▸ What the task requires
Please copy exactly the line that contains "Task: set a dot on every instance of the locomotive" and every line after it through the end of the records, leaving the pictures out.

▸ Excerpted records
——————
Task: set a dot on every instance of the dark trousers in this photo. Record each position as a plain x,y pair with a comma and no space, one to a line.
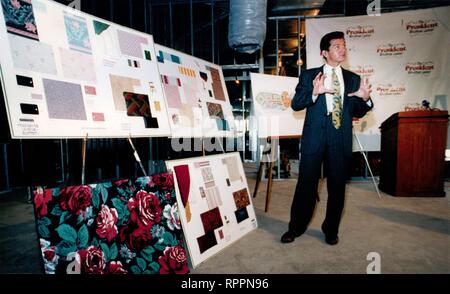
331,153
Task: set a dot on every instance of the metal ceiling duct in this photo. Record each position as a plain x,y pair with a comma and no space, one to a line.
247,25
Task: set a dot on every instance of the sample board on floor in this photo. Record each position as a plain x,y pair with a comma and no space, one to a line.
118,227
272,97
67,74
214,203
196,95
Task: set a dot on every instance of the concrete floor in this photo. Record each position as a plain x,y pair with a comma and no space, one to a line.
411,235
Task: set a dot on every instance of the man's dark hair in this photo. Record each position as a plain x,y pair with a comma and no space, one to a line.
325,41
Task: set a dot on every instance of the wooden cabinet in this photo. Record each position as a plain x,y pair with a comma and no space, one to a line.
413,153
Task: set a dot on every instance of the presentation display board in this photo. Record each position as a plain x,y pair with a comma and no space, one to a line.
119,227
214,203
405,56
67,74
272,96
196,95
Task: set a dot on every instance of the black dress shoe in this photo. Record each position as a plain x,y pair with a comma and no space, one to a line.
331,240
289,237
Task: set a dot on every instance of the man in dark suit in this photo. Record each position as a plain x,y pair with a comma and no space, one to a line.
332,96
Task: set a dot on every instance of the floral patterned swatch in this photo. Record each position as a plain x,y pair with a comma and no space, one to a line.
117,227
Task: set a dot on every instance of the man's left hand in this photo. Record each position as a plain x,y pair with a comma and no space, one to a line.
363,91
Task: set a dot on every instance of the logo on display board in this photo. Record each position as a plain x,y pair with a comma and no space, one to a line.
391,49
423,68
390,90
360,31
374,8
363,70
421,26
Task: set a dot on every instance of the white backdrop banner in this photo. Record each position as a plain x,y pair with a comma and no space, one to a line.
405,55
274,113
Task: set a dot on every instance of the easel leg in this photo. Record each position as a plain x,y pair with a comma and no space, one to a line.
269,187
258,178
368,165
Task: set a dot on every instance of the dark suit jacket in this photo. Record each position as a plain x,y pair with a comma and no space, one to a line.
314,126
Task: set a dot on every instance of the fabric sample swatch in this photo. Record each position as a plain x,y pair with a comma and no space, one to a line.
147,54
98,116
166,56
186,71
204,76
184,181
211,220
119,85
24,52
99,27
241,214
206,241
24,81
133,63
130,44
78,66
172,96
222,124
190,93
19,18
241,198
77,33
216,84
232,167
199,164
29,108
36,96
213,197
215,110
157,105
207,174
89,90
202,192
119,227
138,105
64,100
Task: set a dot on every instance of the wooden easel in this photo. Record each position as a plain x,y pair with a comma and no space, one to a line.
269,155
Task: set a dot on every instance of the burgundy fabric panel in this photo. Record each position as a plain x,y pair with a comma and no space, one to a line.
211,219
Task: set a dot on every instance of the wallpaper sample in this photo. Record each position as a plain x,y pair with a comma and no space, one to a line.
120,227
214,213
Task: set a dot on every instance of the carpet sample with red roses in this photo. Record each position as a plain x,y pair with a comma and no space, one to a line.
121,227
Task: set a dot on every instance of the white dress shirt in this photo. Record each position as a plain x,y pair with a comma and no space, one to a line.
328,71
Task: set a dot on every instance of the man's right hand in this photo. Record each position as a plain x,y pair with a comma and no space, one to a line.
319,85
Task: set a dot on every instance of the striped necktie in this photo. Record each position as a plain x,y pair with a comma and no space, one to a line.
337,102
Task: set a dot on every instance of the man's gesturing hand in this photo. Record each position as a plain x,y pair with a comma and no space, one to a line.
319,87
363,91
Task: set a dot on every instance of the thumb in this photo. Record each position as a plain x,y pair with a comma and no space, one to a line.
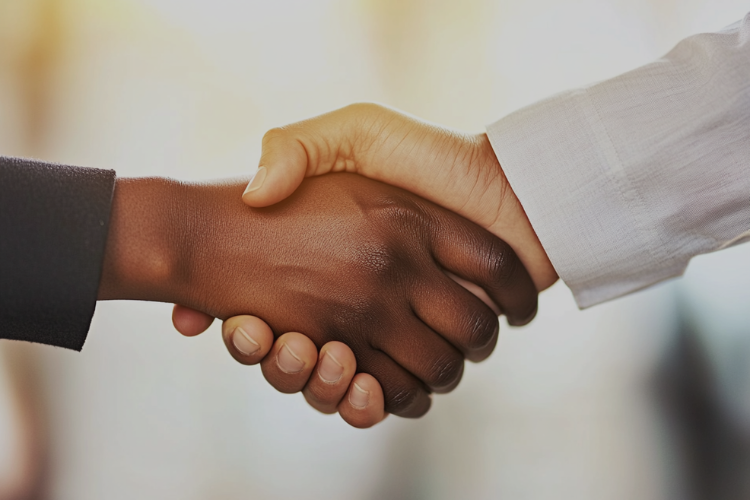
282,168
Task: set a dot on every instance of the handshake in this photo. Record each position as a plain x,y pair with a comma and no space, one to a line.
395,282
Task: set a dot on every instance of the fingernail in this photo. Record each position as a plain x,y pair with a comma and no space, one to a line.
244,342
330,370
288,361
359,397
257,181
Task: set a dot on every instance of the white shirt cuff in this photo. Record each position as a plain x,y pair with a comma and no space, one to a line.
565,171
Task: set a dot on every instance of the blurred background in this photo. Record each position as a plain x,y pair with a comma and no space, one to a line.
647,397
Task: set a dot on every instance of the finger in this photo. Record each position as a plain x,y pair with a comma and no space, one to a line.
190,322
476,255
458,316
426,355
331,378
404,395
363,405
282,167
311,147
248,339
289,364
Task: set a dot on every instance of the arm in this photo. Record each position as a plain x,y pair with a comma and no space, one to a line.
53,226
346,259
615,187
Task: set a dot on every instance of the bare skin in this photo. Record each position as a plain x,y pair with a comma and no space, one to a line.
345,259
456,170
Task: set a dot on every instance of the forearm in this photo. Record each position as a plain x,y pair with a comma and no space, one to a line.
53,228
141,259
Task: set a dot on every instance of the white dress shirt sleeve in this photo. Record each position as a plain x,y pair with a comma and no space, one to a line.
626,180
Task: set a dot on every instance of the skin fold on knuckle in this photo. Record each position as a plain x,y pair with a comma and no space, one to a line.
481,327
402,399
445,372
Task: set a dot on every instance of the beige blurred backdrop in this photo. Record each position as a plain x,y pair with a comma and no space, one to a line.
565,408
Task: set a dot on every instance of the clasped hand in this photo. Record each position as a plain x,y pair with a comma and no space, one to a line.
361,268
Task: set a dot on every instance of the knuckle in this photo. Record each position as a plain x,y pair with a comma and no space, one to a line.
393,210
501,265
481,327
402,399
379,258
445,371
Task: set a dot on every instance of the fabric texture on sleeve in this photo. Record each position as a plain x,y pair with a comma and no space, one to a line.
53,230
625,180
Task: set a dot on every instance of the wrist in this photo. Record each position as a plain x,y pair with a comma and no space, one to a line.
511,222
142,259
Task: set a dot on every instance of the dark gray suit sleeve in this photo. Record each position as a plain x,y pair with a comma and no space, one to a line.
53,230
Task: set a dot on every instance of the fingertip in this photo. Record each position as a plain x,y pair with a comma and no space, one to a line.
364,404
190,322
333,374
289,364
278,183
247,338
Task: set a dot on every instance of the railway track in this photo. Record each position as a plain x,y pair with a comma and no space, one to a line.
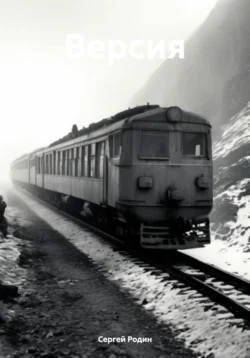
222,287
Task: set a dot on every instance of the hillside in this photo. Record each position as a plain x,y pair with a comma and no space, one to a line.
231,214
214,78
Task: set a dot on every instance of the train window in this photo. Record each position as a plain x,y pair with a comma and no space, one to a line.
115,145
47,164
71,162
54,162
86,161
58,162
99,159
64,162
78,162
93,161
194,144
154,145
50,164
83,161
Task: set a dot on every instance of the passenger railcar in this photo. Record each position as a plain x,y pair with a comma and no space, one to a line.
146,173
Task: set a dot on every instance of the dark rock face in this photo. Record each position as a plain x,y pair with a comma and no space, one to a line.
231,214
213,79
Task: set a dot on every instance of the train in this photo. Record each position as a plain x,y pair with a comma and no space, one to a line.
144,174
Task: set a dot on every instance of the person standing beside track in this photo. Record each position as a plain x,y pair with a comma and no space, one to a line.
3,221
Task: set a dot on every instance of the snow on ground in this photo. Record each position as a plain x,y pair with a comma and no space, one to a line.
205,327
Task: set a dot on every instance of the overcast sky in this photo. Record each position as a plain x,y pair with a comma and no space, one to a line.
42,92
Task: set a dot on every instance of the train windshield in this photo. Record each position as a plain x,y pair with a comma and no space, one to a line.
194,144
154,145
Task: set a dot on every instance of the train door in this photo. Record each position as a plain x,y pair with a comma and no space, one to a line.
43,167
105,173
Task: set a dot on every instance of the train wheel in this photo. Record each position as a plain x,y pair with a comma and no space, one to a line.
102,221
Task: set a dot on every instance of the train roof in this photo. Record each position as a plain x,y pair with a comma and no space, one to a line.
106,122
128,117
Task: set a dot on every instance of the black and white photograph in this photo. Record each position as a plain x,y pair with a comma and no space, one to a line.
125,179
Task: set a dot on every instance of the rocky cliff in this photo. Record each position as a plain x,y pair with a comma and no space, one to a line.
214,77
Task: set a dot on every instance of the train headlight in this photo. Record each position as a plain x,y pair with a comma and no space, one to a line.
145,182
177,195
174,114
201,182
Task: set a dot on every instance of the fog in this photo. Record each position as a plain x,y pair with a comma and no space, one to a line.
43,92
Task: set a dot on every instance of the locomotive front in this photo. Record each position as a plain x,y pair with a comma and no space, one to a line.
166,178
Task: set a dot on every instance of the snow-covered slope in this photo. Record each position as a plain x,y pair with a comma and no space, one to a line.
231,215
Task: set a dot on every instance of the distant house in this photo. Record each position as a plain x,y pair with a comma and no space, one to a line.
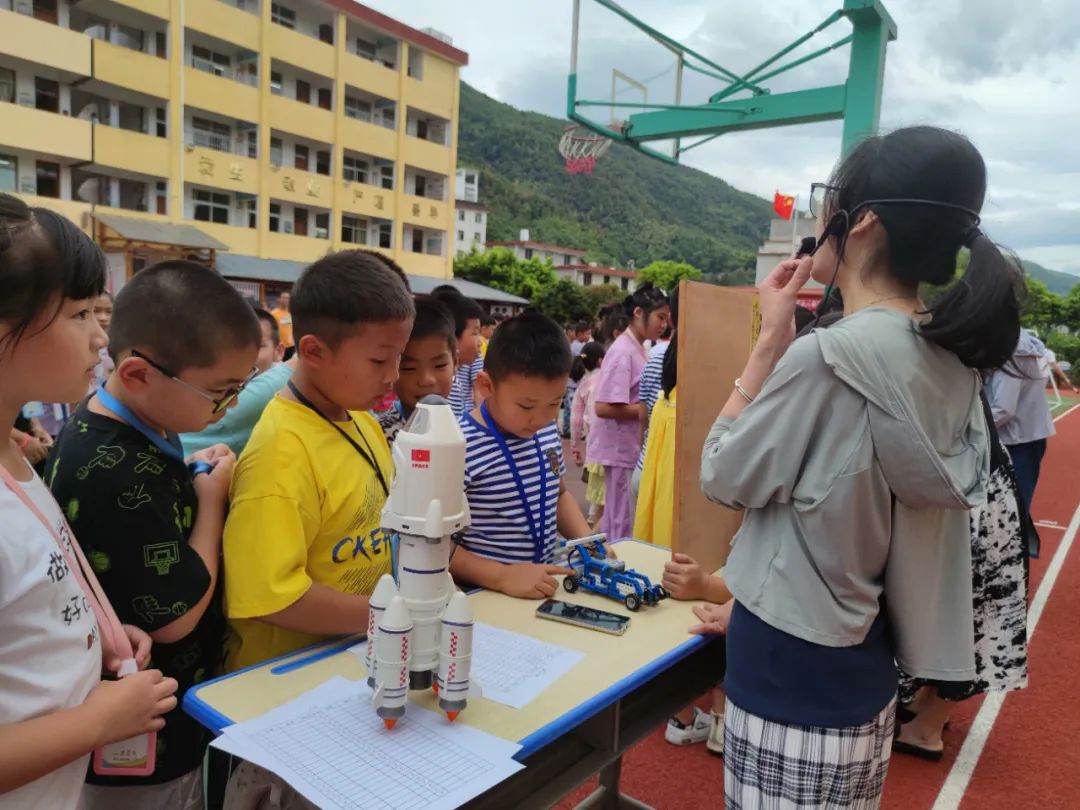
525,248
593,274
——————
▸ Task answer
Task: set a dot on every instance of the locomotive front in this photo. Record each position as a plain x,y pair with a comma and no space, one to a line.
166,178
Task: set a dot on every instance of the snow-covered slope in this photo. Record each position as a plain x,y pair with a comma and no space, one to a line.
231,215
Task: set a dot on every instance of the distant house in this photo. Record each position as a plain x,y pair with a comma and no space, one to a line.
525,248
593,274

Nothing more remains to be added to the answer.